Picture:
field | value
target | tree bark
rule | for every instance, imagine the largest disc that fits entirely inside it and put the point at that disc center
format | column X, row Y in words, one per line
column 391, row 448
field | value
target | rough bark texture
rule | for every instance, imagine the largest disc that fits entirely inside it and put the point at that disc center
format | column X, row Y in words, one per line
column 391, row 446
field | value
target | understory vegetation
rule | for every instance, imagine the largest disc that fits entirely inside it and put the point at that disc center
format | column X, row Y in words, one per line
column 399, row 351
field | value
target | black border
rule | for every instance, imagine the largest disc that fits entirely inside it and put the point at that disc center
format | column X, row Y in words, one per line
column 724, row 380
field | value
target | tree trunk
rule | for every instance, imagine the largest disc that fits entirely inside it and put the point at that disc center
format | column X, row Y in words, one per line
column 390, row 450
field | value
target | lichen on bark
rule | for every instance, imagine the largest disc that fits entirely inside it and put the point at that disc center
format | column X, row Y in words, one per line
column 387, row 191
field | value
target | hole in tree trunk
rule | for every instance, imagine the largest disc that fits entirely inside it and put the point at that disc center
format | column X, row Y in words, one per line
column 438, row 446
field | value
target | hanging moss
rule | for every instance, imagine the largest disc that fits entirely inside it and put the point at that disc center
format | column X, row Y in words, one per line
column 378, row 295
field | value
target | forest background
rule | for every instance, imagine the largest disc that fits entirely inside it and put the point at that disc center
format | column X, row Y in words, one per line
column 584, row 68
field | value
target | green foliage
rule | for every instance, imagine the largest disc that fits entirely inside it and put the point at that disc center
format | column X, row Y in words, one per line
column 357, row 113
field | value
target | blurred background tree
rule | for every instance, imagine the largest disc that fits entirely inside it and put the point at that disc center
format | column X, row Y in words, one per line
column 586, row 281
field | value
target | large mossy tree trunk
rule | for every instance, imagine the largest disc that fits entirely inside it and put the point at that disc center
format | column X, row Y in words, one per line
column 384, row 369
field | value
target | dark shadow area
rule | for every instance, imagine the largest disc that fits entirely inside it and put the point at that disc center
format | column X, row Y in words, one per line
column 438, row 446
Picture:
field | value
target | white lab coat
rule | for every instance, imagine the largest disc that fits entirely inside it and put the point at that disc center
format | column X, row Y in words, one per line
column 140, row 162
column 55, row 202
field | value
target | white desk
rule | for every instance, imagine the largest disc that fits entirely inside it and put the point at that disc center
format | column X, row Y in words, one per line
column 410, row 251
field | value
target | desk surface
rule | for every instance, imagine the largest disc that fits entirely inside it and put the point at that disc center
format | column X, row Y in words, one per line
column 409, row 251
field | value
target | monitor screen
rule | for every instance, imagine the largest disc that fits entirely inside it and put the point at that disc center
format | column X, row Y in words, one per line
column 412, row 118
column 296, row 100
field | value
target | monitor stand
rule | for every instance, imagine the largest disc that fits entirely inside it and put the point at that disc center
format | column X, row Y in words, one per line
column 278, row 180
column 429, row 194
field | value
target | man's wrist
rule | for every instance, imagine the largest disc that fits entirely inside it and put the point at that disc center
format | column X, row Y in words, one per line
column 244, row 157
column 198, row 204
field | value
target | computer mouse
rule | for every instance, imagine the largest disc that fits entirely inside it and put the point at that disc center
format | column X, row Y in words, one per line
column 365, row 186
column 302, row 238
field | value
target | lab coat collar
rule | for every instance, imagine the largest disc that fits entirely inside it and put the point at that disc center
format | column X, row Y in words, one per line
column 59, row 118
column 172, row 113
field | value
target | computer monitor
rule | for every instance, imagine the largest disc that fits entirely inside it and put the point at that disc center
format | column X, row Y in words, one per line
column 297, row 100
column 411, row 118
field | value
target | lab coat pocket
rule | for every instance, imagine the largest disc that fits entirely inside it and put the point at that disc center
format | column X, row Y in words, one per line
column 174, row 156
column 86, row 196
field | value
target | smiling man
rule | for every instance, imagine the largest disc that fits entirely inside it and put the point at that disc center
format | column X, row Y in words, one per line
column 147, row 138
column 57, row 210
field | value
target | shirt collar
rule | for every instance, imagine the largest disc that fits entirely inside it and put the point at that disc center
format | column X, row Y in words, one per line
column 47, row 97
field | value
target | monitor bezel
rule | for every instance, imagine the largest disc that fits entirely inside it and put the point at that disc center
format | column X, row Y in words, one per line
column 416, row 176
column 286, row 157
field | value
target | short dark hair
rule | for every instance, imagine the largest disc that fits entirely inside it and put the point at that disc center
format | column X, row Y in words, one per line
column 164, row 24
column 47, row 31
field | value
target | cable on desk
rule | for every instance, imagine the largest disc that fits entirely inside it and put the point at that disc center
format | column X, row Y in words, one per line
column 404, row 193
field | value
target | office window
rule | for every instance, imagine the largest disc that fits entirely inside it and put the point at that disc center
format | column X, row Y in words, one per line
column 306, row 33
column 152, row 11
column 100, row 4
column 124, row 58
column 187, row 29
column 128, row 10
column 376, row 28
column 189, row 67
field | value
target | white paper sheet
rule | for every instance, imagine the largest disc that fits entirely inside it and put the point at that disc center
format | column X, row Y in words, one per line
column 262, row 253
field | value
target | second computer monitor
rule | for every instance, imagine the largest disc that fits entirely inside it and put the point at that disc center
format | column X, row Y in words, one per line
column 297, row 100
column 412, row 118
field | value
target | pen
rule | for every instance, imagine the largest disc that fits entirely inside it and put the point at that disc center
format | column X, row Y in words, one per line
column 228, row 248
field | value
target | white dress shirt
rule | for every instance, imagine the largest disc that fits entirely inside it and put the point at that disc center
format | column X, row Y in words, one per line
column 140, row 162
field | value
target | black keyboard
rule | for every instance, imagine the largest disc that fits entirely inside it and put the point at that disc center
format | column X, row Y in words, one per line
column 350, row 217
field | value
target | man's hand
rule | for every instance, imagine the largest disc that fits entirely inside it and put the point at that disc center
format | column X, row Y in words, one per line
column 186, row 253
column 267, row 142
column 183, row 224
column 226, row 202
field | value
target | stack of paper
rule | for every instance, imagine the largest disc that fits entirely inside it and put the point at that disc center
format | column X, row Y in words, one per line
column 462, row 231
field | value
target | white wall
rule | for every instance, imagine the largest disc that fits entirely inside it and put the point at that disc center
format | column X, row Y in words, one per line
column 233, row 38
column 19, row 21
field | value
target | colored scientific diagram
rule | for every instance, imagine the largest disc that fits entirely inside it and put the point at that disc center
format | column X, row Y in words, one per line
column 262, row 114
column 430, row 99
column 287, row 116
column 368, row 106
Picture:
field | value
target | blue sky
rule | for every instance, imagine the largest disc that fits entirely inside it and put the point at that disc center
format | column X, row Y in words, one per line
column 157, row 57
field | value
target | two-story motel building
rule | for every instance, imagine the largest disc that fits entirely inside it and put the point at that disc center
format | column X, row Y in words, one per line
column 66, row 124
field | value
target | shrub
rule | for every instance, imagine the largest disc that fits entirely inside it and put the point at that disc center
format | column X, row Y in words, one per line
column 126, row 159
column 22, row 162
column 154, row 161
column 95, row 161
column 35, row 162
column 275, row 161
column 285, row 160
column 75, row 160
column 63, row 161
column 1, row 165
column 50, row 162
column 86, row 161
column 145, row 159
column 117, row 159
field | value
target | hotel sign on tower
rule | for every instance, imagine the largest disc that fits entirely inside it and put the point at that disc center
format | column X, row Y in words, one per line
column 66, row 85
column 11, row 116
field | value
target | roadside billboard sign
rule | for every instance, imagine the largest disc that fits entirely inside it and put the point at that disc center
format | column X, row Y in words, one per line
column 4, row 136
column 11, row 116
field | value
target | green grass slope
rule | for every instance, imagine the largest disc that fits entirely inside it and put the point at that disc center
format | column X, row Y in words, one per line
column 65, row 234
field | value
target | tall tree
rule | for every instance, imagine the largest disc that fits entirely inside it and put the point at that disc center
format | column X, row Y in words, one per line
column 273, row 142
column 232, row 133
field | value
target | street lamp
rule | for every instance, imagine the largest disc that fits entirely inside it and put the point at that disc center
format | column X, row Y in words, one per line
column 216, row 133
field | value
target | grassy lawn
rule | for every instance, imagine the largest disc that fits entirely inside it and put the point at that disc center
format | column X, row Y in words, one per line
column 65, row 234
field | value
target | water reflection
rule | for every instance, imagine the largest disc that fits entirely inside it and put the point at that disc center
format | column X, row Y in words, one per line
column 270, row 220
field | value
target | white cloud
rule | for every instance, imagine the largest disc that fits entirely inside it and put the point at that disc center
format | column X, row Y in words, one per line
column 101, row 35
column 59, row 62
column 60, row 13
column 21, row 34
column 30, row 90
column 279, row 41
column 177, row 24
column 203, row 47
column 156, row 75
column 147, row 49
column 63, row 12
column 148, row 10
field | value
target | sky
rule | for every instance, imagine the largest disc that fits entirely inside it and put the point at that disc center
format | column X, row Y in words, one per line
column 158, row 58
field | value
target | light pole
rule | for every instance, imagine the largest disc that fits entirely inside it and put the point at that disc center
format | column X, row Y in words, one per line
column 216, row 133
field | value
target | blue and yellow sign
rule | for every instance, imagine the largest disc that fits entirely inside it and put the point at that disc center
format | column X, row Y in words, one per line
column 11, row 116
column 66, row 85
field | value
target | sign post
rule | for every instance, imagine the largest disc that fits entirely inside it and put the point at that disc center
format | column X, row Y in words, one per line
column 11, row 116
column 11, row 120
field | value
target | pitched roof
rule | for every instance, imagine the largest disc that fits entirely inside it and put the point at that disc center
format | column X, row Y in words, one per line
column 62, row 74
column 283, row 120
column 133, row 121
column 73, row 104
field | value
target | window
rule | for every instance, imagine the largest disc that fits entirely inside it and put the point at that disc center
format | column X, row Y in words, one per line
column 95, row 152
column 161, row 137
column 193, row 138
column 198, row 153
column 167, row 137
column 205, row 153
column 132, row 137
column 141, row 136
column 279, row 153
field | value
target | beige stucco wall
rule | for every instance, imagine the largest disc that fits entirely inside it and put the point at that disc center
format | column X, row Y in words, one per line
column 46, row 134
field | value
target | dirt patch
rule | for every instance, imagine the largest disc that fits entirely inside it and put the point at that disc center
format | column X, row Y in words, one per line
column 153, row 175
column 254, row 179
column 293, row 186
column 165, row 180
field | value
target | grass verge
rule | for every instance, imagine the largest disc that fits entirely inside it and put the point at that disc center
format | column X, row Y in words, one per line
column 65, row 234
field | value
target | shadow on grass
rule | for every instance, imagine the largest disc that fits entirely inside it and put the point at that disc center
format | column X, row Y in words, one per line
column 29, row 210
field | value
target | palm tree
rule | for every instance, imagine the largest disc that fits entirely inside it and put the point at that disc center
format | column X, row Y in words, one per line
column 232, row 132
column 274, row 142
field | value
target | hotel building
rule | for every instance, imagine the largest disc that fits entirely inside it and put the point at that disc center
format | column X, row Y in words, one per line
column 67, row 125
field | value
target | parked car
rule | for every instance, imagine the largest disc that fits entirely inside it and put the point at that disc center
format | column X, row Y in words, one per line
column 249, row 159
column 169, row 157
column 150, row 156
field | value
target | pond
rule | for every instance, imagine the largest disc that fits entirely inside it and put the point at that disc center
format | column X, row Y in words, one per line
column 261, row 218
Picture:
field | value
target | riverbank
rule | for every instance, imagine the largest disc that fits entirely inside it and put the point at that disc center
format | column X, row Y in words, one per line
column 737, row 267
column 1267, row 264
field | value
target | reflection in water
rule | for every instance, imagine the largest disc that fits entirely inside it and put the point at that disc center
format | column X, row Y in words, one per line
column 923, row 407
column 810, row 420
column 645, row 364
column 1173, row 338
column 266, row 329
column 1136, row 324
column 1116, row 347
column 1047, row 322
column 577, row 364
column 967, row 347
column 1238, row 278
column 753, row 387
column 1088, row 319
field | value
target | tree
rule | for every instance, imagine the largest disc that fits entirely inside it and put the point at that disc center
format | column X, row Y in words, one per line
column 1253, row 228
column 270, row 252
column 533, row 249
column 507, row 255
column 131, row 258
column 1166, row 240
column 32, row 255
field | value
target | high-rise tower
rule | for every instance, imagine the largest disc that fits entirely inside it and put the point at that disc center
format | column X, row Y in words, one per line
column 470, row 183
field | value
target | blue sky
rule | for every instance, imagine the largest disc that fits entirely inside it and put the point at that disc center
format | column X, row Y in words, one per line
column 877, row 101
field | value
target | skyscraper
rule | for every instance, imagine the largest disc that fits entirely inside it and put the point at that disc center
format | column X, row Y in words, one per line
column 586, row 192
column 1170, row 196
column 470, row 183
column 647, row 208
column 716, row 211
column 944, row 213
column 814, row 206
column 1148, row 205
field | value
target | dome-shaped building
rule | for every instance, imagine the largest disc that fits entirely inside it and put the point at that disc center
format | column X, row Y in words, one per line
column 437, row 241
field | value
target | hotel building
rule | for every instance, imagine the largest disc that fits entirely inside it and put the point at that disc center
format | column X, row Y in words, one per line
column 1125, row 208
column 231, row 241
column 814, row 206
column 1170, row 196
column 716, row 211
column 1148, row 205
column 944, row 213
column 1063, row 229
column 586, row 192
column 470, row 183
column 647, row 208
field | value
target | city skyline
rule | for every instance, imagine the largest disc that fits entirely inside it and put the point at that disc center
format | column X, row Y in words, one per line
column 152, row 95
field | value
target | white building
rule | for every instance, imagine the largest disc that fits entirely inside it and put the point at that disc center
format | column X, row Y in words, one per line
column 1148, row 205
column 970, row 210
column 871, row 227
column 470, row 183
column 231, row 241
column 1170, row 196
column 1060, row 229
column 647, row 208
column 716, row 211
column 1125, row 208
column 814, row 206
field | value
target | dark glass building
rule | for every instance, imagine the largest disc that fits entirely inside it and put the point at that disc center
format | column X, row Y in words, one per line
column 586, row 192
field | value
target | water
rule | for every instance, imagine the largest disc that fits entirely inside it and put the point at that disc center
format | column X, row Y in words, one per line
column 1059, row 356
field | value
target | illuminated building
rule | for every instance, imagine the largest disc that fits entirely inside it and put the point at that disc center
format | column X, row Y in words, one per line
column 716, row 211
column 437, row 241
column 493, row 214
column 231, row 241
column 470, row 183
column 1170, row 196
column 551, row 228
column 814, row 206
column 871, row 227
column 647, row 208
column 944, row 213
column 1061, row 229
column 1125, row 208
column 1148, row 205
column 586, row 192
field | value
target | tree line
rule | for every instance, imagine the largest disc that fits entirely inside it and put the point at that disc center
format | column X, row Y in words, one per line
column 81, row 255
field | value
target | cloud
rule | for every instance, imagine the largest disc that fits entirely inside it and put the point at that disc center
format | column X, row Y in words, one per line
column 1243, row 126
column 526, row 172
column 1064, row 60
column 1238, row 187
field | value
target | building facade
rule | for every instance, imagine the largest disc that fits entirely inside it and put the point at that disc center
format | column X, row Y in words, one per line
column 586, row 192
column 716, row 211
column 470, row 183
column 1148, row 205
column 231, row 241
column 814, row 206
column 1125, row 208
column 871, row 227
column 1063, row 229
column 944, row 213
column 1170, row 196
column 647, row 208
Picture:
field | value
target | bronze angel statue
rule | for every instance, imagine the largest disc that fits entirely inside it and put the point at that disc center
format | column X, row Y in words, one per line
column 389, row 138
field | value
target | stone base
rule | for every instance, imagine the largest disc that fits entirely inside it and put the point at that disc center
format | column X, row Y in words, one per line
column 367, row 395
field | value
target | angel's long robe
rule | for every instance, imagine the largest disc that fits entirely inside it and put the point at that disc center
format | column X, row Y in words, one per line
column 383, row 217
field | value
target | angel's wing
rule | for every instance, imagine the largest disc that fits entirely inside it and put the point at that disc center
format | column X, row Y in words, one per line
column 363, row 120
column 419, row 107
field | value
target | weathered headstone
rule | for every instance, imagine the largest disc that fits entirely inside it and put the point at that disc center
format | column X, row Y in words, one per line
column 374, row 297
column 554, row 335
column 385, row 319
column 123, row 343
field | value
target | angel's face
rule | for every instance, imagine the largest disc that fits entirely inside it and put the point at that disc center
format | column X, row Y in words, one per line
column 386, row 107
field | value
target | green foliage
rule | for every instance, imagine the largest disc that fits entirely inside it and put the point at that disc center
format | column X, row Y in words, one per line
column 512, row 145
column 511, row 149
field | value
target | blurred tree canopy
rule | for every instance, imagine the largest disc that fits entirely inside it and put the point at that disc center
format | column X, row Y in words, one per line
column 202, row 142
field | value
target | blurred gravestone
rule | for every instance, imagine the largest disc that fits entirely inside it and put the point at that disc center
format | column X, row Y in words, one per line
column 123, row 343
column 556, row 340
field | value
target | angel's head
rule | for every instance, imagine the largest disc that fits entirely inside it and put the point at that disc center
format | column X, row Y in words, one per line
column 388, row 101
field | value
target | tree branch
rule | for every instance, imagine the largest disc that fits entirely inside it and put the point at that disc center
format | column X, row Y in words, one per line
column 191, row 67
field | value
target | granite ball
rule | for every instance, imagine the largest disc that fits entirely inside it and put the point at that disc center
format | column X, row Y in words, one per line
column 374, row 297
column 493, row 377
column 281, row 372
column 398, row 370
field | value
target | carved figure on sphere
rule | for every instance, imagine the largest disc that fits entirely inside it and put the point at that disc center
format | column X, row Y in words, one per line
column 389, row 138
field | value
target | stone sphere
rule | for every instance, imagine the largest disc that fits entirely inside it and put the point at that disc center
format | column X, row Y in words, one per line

- _할 일_:
위 기록에서 "white"라는 단어가 들어 있는 줄을 하나도 빠짐없이 추출하세요. 대소문자가 다르면 다른 단어로 봅니다.

- _예상 결과_:
target | white lab coat
target | white desk
target | white paper sheet
target | white dress shirt
target | white wall
target | white cloud
target | white building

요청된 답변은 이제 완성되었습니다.